ちょっとしたテクニック
モブワークを実施する際、下記の点に注意すると良いでしょう。
チーム外のゲスト参加もOK
マネジメントしかしていない上司や、こういった働き方に興味をもっている隣の部署のエンジニアなどの参加も歓迎しましょう。現場に対して、課題意識やモヤモヤを持っている人たちを積極的に巻き込んでいきましょう。新しい働き方に興味を持つ人は少なからずいるはずです。
コミュニケーションが苦手なチームで、混沌としてしまったら
混沌とすることもあるでしょう。でもそれは、モブワークによって、コミュニケーションが上手にできていないチームの状況が露呈されただけです。それが現在のチームの総合力なのです。不都合な真実に向き合いましょう。別途、チームビルディングやコミュニケーションのカイゼン策を打っていきましょう。
誰かがリーダーになることではなく、全員がリーダーシップを発揮できパフォーマンスの高いチームを目指しましょう。
専門外で貢献できないと感じたら
ユーザー目線の純粋な疑問をぶつける機会です。自分たちのことは自分たちが一番知っているようで、実は客観視できていないものです。純粋に素人目線で分からないこと、わずらわしさを感じるユーザーインタフェースなど、問いを投げかけましょう。暗黙の前提や論理の飛躍など、顧客に押し付けていることを浮き上がらせるのです。
エピローグ
私は、キャリーケースに自分の私物を収めきって、ようやく一息ついた。1年ほどの間だったけど、ずいぶん荷物が増えたものだ。片付ける様子を眺めていたチームメイトが、落ち着いたのを見計らって声をかけてきた。
「今日が最終出社日になるんでしたっけ。後は、有休を消化して、月末に退職という感じですか」
「いえ! もう今日が退職日です。この後は、もう連絡も取れませんからねー」
いじわるそうに言ってのけるが、藤沢さんには全く刺さっていないようだ。お前なんかいなくても何とでもなるわと、心の声が聞こえる。
「寂しくなるね。いつでも戻ってきたら良いよ。業務委託でもできるし」
「片瀬さん、ありがとうございます。お金に困ったら……連絡します!」
“なるようになる”とは、片瀬さんから学んだことだった。片瀬さんは真面目な面持でうなずいた。
==========
* _記述課題 A_
モブワークの抜粋文のうち、「ちょっとしたテクニック」から「人は少なからずいるはずです。」までをすべて、一字も変えずに書き写してください。
* _記述課題 B_
モブワークの抜粋文をもとに、次の問いに答えてください。
(i) チーム外のゲストとして、どのような人の参加を歓迎しようと書かれていますか。
(ii) 専門外で貢献できないと感じたときは、何をぶつける機会だとされていますか。
(iii) エピローグで、「私」は自分の私物を何に収めましたか。
* _記述課題 C_
モブワークの抜粋文の最後の文に続けて、その先を書き継いでください。
この後の一覧は、抜粋文の内容とは関係がありません。

* _表示情報_
==========
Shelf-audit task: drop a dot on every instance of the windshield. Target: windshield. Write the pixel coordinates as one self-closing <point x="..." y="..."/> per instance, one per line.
==========
* _回答 A_
ちょっとしたテクニック
モブワークを実施する際、下記の点に注意すると良いでしょう。
チーム外のゲスト参加もOK
マネジメントしかしていない上司や、こういった働き方に興味をもっている隣の部署のエンジニアなどの参加も歓迎しましょう。現場に対して、課題意識やモヤモヤを持っている人たちを積極的に巻き込んでいきましょう。新しい働き方に興味を持つ人は少なからずいるはずです。

* _回答 B_
(i) マネジメントしかしていない上司や、こういった働き方に興味をもっている隣の部署のエンジニアなど
(ii) ユーザー目線の純粋な疑問
(iii) キャリーケース

* _回答 C_
「その時はまた、朝会から始めましょう」
御涼さんは、私が最初にここへ来た日のことを思い出しているのだろう。さすがにぐっときて、私は何も言えず、ただうなずいた。
「……これをあげるよ。」
境川さんははなむけとばかりに、真新しいキーボードを私にくれた。キーボードの真ん中が真っ二つに割れているタイプのもので、人間工学的に最適な形状なのだという。
「ありがとうございます。でも、私無刻印のやつ使いこなせるかな……」
「刻印あるやつと並べて、見比べながら使ったら良いんじゃない」
片瀬さんを無視して、最後に鎌倉さんから声がかかるのを待った。あれから巻き込みセッションを開くたびに、他の部署の人から執行役員まで参加してくれるようになった。社内の鎌倉さんの注目度はやっぱり高くて、鎌倉さんが仕切る会はたいてい賑わっていた。
何よりもプロダクトそのもの以上に、このチームの取り組み、チーム開発そのものについても発信するようになったことで、他の部署やチームの関心を引きやすくなった。みんな開発の進め方自体に課題を抱えて、悩んでいるのだ。そんな他部署の人たちがいつでも相談に来れるよう、プロジェクトルームの外側にちょっとした雑談ができるスペースを皆で作った。何となく、近寄りがたかったこのチームの場所に、人が集まるようになってきていた。きっとチームは存続できるはずだ。
「ここまでは想定していたけど、お前がやめることは想定外だった」
「もともと、ここへ来るときにやめようと思っていましたから。やっぱり私の持っているものではまだまだってこともよおく分かりました。出直してきます」
「片瀬と違って俺は人を雇う権限があるので、いつでも戻ってこれるからな」
そう言って、鎌倉さんは片手を差し出した。私は、その手をつかんだ。温かい手だった。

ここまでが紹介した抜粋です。